DATASET RECORDS
┄┄┄┄┄┄┄┄┄┄
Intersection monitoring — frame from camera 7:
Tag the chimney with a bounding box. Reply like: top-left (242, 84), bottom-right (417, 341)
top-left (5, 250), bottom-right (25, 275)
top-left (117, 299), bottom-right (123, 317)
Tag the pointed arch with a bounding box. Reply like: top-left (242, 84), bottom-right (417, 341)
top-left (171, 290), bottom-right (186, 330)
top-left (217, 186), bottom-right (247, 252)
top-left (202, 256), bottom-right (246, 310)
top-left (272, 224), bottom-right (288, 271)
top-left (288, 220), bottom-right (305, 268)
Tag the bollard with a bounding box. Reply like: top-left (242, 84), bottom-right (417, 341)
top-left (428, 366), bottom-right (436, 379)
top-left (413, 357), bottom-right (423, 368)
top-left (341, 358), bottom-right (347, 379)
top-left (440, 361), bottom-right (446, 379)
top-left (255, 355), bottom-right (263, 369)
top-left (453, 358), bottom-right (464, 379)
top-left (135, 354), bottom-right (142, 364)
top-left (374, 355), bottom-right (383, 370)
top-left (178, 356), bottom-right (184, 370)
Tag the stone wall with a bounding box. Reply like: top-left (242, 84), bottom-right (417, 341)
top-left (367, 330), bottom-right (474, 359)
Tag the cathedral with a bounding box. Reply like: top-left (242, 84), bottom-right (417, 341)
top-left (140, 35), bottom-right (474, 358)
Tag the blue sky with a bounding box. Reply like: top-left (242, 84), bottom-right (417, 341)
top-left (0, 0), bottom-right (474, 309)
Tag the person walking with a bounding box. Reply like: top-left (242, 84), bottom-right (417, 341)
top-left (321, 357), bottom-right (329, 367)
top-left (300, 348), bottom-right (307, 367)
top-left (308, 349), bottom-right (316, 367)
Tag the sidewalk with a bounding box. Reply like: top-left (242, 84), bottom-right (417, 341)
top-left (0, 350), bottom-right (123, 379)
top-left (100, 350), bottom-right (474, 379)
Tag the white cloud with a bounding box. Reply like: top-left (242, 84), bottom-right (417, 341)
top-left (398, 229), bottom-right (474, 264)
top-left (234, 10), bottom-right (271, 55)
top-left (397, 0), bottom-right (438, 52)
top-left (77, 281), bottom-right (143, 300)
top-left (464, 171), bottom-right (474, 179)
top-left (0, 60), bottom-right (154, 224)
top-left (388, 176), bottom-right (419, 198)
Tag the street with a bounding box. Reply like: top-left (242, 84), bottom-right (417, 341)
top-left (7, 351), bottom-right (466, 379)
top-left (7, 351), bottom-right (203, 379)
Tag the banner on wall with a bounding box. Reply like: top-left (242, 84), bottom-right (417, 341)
┄┄┄┄┄┄┄┄┄┄
SHORT PROBLEM
Reproduce every one of the records above word for word.

WRITTEN ANSWER
Intersection monitoring — frame from camera 7:
Tag the chimney with a bounding box. Reply like: top-left (242, 84), bottom-right (417, 341)
top-left (5, 250), bottom-right (25, 275)
top-left (117, 299), bottom-right (123, 317)
Tag the pointed arch with a bounding box. Reply like: top-left (242, 84), bottom-right (417, 341)
top-left (171, 290), bottom-right (186, 330)
top-left (217, 186), bottom-right (247, 252)
top-left (202, 256), bottom-right (246, 310)
top-left (272, 224), bottom-right (288, 271)
top-left (288, 220), bottom-right (305, 268)
Tag the bollard with a bounding box. Reply like: top-left (242, 84), bottom-right (417, 341)
top-left (428, 366), bottom-right (436, 379)
top-left (413, 357), bottom-right (423, 368)
top-left (341, 358), bottom-right (347, 379)
top-left (440, 361), bottom-right (446, 379)
top-left (255, 355), bottom-right (263, 369)
top-left (453, 358), bottom-right (464, 379)
top-left (135, 354), bottom-right (142, 364)
top-left (374, 355), bottom-right (383, 370)
top-left (178, 356), bottom-right (184, 370)
Tag the stone wall with a bounding box. Reply like: top-left (242, 84), bottom-right (417, 341)
top-left (367, 330), bottom-right (474, 359)
Tag the cathedral with a bounding box. Reply like: top-left (242, 84), bottom-right (417, 341)
top-left (140, 35), bottom-right (474, 358)
Tag the blue sky with a bounding box. Reply like: top-left (242, 84), bottom-right (417, 341)
top-left (0, 0), bottom-right (474, 309)
Tag the person walking with a bounding box. Reply like: top-left (242, 84), bottom-right (417, 341)
top-left (321, 357), bottom-right (329, 367)
top-left (300, 348), bottom-right (307, 367)
top-left (308, 349), bottom-right (316, 367)
Tag the sidewalk with a bounding box. Reply like: top-left (242, 84), bottom-right (417, 341)
top-left (0, 350), bottom-right (123, 379)
top-left (100, 350), bottom-right (474, 379)
Tag the white cloud with a bounding box. Reply like: top-left (242, 84), bottom-right (417, 341)
top-left (398, 229), bottom-right (474, 264)
top-left (234, 10), bottom-right (271, 55)
top-left (397, 0), bottom-right (438, 52)
top-left (77, 281), bottom-right (143, 300)
top-left (464, 171), bottom-right (474, 179)
top-left (0, 60), bottom-right (154, 224)
top-left (388, 176), bottom-right (419, 198)
Tag the street with a bounding box. Reply like: top-left (242, 84), bottom-right (417, 341)
top-left (7, 351), bottom-right (466, 379)
top-left (7, 351), bottom-right (203, 379)
Tag the banner on wall with a bounding box. Reply like: top-left (242, 84), bottom-right (417, 341)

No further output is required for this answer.